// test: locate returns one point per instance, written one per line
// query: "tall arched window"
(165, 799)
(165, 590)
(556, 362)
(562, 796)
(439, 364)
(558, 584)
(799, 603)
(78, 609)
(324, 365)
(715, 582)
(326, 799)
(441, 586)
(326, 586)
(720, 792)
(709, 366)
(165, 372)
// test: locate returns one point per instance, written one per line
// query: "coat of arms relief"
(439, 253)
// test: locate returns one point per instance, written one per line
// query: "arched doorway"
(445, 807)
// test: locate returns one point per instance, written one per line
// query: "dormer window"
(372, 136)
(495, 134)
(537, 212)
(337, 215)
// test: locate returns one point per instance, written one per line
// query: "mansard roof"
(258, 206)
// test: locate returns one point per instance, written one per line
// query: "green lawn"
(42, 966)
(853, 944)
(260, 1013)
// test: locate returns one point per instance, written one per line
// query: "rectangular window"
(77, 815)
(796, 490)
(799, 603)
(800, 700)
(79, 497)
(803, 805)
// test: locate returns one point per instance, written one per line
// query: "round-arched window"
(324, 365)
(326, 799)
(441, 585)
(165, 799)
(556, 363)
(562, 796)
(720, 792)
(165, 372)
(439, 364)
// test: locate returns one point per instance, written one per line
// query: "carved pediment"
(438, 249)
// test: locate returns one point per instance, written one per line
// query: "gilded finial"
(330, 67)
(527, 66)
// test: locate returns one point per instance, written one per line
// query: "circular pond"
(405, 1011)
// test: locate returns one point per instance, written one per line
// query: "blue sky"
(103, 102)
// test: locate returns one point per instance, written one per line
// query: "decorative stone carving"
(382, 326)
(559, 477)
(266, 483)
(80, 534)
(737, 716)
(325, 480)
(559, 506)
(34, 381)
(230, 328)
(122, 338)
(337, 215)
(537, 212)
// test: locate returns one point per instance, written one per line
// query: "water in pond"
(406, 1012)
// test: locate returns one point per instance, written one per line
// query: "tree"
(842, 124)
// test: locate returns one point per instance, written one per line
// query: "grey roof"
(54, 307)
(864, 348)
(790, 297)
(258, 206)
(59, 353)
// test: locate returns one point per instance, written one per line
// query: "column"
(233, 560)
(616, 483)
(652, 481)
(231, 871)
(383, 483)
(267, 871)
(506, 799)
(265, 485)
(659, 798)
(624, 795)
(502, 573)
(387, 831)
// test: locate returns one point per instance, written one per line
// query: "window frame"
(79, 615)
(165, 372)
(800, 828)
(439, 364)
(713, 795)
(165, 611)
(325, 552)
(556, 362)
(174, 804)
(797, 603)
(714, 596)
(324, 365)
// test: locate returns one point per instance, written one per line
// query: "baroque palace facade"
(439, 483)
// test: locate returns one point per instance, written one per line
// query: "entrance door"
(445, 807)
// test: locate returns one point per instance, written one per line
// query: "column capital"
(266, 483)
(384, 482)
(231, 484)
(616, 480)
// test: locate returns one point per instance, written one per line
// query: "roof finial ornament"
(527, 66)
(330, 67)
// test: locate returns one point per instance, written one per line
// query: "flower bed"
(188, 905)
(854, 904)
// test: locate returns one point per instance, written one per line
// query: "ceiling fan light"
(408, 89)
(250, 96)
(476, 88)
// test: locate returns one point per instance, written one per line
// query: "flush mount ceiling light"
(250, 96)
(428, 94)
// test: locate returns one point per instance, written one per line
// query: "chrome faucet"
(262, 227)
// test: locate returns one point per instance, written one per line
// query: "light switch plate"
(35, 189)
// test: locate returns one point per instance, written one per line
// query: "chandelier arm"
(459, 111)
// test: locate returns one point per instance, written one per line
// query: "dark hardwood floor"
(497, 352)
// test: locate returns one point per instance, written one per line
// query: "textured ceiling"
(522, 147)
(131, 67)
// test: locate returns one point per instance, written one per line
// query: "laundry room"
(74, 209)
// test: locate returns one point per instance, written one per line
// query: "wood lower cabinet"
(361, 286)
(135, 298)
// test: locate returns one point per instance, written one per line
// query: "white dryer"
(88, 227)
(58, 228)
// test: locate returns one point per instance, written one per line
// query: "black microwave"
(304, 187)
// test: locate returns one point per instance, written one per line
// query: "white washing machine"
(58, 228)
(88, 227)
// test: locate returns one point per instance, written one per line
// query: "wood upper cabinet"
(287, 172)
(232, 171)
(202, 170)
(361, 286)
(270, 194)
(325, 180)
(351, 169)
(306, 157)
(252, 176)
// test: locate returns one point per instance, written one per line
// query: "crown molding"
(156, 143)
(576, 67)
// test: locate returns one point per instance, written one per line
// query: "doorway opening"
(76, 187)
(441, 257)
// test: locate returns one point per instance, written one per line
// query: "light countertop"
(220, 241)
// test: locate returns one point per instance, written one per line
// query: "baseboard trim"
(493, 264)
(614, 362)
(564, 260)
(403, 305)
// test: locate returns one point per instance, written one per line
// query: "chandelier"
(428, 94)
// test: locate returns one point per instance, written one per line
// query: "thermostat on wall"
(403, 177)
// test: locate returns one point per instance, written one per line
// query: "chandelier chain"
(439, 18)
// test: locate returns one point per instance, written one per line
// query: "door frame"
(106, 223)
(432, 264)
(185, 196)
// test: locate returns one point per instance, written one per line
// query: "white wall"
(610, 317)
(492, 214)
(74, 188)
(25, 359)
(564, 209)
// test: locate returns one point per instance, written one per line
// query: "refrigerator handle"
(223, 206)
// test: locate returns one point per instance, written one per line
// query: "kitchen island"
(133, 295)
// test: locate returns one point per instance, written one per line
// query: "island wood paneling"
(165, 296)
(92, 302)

▶ **Aim of the task**
With every line intact, reproduce the listing verbatim.

▶ **Completed task**
// test: locate returns one point per instance, written one per line
// query: "tall arched window"
(165, 799)
(165, 590)
(556, 362)
(562, 796)
(439, 364)
(558, 584)
(799, 603)
(78, 609)
(324, 365)
(715, 582)
(326, 799)
(441, 586)
(326, 586)
(720, 792)
(709, 366)
(165, 372)
// test: locate returns one point per instance, written one per line
// query: "coat of arms relief"
(439, 253)
// test: locate returns one point per instance, written one per line
// query: "arched doorway"
(445, 807)
// test: locate returns one point per instance, written one per line
// query: "dormer window"
(372, 136)
(495, 134)
(537, 212)
(337, 215)
// test: locate returns one point per instance, written one per line
// query: "mansard roof"
(258, 206)
// test: locate returns one point per instance, written one per line
// query: "green lawn"
(42, 966)
(853, 944)
(260, 1013)
// test: locate returns one point per instance, written one per line
// query: "rectangular window"
(77, 815)
(796, 490)
(799, 603)
(800, 700)
(79, 497)
(803, 805)
// test: locate returns one point per instance, written one per line
// query: "round-arched window"
(324, 365)
(326, 799)
(441, 585)
(165, 799)
(556, 363)
(562, 796)
(720, 792)
(165, 372)
(439, 364)
// test: locate returns one point per instance, written one per line
// query: "carved pediment"
(438, 249)
// test: locate returns one point per instance, written one per line
// query: "gilded finial"
(330, 67)
(527, 66)
// test: locate returns one point per instance, written one per line
// query: "circular pond"
(405, 1011)
// test: locate returns one point per instance, written one per line
// query: "blue sky"
(103, 102)
// test: locate returns one point per instance, written one per line
// query: "decorative stone carving"
(382, 326)
(559, 477)
(266, 483)
(80, 534)
(737, 716)
(325, 480)
(559, 506)
(34, 381)
(230, 328)
(122, 338)
(337, 215)
(537, 212)
// test: locate returns one point per instance, written one per line
// query: "water in pond"
(406, 1012)
// test: locate returns one point per instance, written one per line
// query: "tree"
(842, 124)
// test: locate returns one point per instance, written one per line
// query: "grey roof"
(54, 307)
(864, 348)
(790, 297)
(258, 206)
(59, 353)
// test: locate returns one point per instance, written one per line
// query: "column"
(233, 560)
(616, 483)
(652, 481)
(231, 871)
(383, 483)
(267, 871)
(506, 799)
(265, 485)
(659, 798)
(624, 795)
(502, 573)
(387, 831)
// test: locate returns one point per instance, written one per line
// query: "window frame"
(79, 615)
(165, 372)
(800, 828)
(439, 364)
(713, 795)
(165, 611)
(325, 552)
(556, 362)
(174, 804)
(797, 603)
(714, 596)
(324, 365)
// test: locate returns one point per instance, written one per line
// query: "baroque palace facade"
(439, 483)
// test: locate returns one point per instance, written one per line
// query: "entrance door"
(445, 807)
// test: locate returns one point per instance, written one per line
// query: "column capital"
(266, 483)
(384, 482)
(231, 484)
(616, 480)
// test: locate returns one point per instance, written one per line
// query: "roof finial ornament"
(527, 66)
(330, 67)
// test: locate returns one point per instance, written one per line
// query: "flower bed"
(188, 905)
(854, 904)
// test: locate returns one point per instance, written one per line
// query: "ceiling fan light"
(408, 89)
(250, 96)
(476, 88)
// test: locate returns one point per instance, written one per line
// query: "flush mount ceiling light"
(250, 96)
(428, 94)
// test: locate returns one point per instance, written one per line
// query: "chrome faucet"
(262, 227)
// test: locate returns one point per instance, written one per line
// query: "light switch plate"
(35, 189)
// test: locate returns one point per instance, written one per line
// query: "chandelier arm"
(459, 111)
// test: locate returns one point per instance, written one per line
// query: "dark hardwood floor"
(497, 352)
// test: locate returns one point per instance, written one per line
// query: "textured ceiling"
(522, 147)
(131, 67)
// test: locate returns one point per instance, written one per line
// query: "laundry room"
(74, 209)
// test: locate returns one point per instance, written one per line
// query: "wood lower cabinet"
(361, 286)
(135, 298)
// test: locate returns one point per instance, written one per line
// query: "white dryer"
(88, 227)
(58, 228)
// test: locate returns one point per instance, written one per line
// query: "black microwave"
(304, 187)
// test: locate returns one point per instance, written one per line
// query: "white washing machine"
(58, 228)
(88, 227)
// test: locate returns one point per instance, written one per line
// query: "wood upper cabinet"
(287, 172)
(232, 171)
(202, 170)
(361, 286)
(270, 194)
(325, 180)
(351, 169)
(306, 157)
(252, 176)
// test: locate returns one point per instance, written one per line
// query: "crown molding"
(156, 143)
(576, 67)
// test: locate returns one point per instance, written one per line
// query: "doorway opening"
(76, 187)
(441, 257)
// test: locate returns one point per instance, written one per line
// query: "light countertop"
(220, 241)
// test: locate returns one point per instance, written one per line
// query: "baseboard trim"
(493, 264)
(614, 362)
(564, 260)
(403, 305)
// test: locate returns one point per instance, written one per line
// query: "chandelier"
(428, 94)
// test: locate returns one point per instance, written one per line
// query: "thermostat on wall"
(403, 177)
// test: locate returns one point per instance, written one per line
// query: "chandelier chain"
(439, 18)
// test: locate returns one point per instance, written one per line
// query: "door frame"
(106, 223)
(432, 264)
(185, 196)
// test: locate returns one point per instance, written one per line
// query: "white wall"
(610, 317)
(492, 214)
(74, 188)
(25, 359)
(564, 209)
// test: locate returns one point per instance, written one per line
// query: "refrigerator handle"
(223, 206)
// test: locate returns one point per instance, written one per line
// query: "kitchen island"
(133, 295)
// test: locate returns one point per instance, written one per line
// query: "island wood paneling"
(165, 296)
(92, 302)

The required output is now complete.